[Data excerpts]
:::::

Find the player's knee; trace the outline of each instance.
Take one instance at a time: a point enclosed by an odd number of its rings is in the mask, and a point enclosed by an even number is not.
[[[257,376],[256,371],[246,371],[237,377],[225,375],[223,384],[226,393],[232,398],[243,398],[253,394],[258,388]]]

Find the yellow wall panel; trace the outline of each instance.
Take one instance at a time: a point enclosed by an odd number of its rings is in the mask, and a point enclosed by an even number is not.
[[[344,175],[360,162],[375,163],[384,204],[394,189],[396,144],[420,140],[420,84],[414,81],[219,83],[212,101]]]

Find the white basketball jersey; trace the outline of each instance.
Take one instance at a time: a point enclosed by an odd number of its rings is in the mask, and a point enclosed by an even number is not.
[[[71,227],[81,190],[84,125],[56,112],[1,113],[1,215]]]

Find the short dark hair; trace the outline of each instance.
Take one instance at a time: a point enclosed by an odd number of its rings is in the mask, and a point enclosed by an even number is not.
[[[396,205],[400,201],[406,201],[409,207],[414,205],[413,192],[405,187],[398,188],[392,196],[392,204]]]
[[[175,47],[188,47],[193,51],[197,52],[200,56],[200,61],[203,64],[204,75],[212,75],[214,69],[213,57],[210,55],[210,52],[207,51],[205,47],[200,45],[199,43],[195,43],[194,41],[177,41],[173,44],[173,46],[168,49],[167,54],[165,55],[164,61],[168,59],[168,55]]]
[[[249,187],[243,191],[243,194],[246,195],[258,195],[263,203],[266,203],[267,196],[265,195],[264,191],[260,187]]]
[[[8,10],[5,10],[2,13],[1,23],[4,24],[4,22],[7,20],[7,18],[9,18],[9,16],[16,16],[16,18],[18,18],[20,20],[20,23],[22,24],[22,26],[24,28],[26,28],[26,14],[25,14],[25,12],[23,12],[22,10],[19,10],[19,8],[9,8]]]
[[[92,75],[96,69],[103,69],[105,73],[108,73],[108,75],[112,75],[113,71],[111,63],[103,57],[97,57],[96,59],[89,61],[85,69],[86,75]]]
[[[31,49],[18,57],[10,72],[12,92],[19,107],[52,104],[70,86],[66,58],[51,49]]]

:::::

= EXERCISE OBJECTIVE =
Show the lines from the data above that contain the string "trace".

= YOUR RESPONSE =
Find the player's knee; trace the outline of each instance.
Find the yellow wall panel; trace the outline of each instance.
Find the white basketball jersey; trace the outline of each instance.
Find the short dark hair; trace the outline of each instance.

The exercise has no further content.